### EXERCISE:
Write out the material below as a numbered list, one line per item, skipping any blank lines.

Entries from a dataset

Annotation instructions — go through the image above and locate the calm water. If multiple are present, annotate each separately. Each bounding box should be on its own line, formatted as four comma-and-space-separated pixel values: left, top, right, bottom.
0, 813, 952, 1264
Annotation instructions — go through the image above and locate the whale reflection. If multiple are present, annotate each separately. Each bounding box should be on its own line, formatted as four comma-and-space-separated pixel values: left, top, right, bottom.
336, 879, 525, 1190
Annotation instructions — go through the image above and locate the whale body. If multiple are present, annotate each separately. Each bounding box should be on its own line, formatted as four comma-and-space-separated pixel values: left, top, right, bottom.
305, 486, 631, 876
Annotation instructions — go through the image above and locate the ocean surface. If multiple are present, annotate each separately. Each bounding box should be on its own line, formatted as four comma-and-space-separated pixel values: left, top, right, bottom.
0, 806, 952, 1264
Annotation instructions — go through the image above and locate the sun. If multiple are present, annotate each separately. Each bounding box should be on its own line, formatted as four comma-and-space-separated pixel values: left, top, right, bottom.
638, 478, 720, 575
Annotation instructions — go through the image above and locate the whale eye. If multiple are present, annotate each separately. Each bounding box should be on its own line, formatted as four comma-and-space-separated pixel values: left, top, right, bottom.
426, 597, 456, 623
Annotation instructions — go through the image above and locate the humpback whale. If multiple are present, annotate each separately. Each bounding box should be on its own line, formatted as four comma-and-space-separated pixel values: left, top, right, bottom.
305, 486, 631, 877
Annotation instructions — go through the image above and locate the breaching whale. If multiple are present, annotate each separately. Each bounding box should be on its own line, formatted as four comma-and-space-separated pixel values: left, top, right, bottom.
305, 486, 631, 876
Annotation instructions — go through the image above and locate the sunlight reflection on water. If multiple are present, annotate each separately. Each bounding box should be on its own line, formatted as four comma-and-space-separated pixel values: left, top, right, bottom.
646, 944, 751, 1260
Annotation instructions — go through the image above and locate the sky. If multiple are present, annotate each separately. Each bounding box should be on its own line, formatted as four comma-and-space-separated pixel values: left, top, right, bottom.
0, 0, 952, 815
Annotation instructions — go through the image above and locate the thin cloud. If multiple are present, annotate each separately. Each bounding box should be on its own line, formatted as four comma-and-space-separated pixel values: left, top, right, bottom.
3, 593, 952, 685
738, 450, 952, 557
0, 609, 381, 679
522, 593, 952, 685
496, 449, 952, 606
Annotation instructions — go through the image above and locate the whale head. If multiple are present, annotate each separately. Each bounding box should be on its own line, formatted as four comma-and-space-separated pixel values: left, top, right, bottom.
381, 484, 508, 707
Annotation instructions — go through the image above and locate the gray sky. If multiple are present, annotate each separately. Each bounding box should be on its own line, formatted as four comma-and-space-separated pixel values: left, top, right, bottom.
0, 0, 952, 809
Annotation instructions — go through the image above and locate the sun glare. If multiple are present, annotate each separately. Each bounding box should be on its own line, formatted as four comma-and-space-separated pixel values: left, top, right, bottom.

### FULL ANSWER:
1. Annotation instructions — go through the image above and locate the calm water. If multiple are present, annotate each separately. Each bounding box should be on its own line, formatted as four comma-and-space-separated pixel values: left, top, right, bottom.
2. 0, 813, 952, 1264
3. Annotation instructions — go through the image above and locate the whale reflection. If multiple are present, annotate each separately. Each bounding box should be on its own line, formatted as four comma-and-space-separated pixel values: left, top, right, bottom.
4. 336, 879, 525, 1190
5. Annotation instructions — go through the image above and locate the whale body. If multiple are present, annotate each separately. Each bounding box should be on its own line, formatted as four comma-and-space-separated pixel values: left, top, right, bottom.
6. 305, 486, 631, 876
7. Annotation instructions — go through the image above and locate the ocean surface. If multiple are present, annotate each separately. Each bounding box should be on its own line, formatted as four comma-and-space-separated pixel values: left, top, right, bottom.
8. 0, 806, 952, 1264
9. Annotation instructions — go through the image above and locate the sun. If multiple are present, annotate each separately. Each bounding box should be on its own line, formatted as four comma-and-space-separated pixel values: left, top, right, bottom.
10. 638, 478, 720, 575
11. Annotation instructions — go through the image above and locate the whale eye. If multiple are present, annotate each separately. Each bounding box should be on its own line, formatted as four comma-and-space-separated pixel values: left, top, right, bottom.
12. 426, 597, 456, 623
13. Annotation instructions — go through the image above and locate the humpback whale. If multiple are present, annotate each separately. Each bounding box should be on its own line, formatted as four comma-and-space-separated pixel values: left, top, right, bottom.
14. 305, 486, 631, 877
15. Annotation instructions — go through the image above and locate the breaching whale. If multiple are present, annotate each separately. Each bounding box should be on its own line, formatted as four comma-and-space-separated pixel values: left, top, right, bottom.
16. 305, 486, 631, 876
17. Annotation instructions — go through the image above and locate the sunlight reflection on water. If multiple are present, annotate each separately. Each bounding box should be on its own line, formatted as four comma-and-space-separated pixel values: left, top, right, bottom.
18. 646, 944, 751, 1260
19. Annotation instructions — go through the image above and locate the sky. If multiple are present, annotate each separately. Each bounding box should be on its own line, formatted as four comma-and-space-separated pixel values: left, top, right, bottom.
20. 0, 0, 952, 815
21. Annotation instructions — go through the image above and locate the thin cloud. If multiple are present, annotate each separately. Each bounding box should be on its own line, formatted as four comma-and-space-separated pixel values: left, top, right, bottom.
22. 3, 593, 952, 685
23. 738, 450, 952, 557
24. 0, 609, 381, 679
25. 522, 593, 952, 685
26. 496, 449, 952, 606
27. Annotation instructions — go through the image above and locate the whale head. If multiple are present, annotate each separately. Each bounding box should be on its own line, formatted as four comma-and-space-separated pixel values: left, top, right, bottom.
28. 381, 484, 508, 707
29. Annotation instructions — go through the image above and locate the gray sky. If multiple are present, annotate each separately. Each bounding box should be on its own line, formatted as four comma-and-space-separated pixel values: left, top, right, bottom.
30. 0, 0, 952, 809
31. Annotation instructions — go through the image above and locate the sun glare. If multiple are present, annotate each separately. Each bounding box should be on its own line, formatted as four comma-and-space-separated pixel values: left, top, right, bottom.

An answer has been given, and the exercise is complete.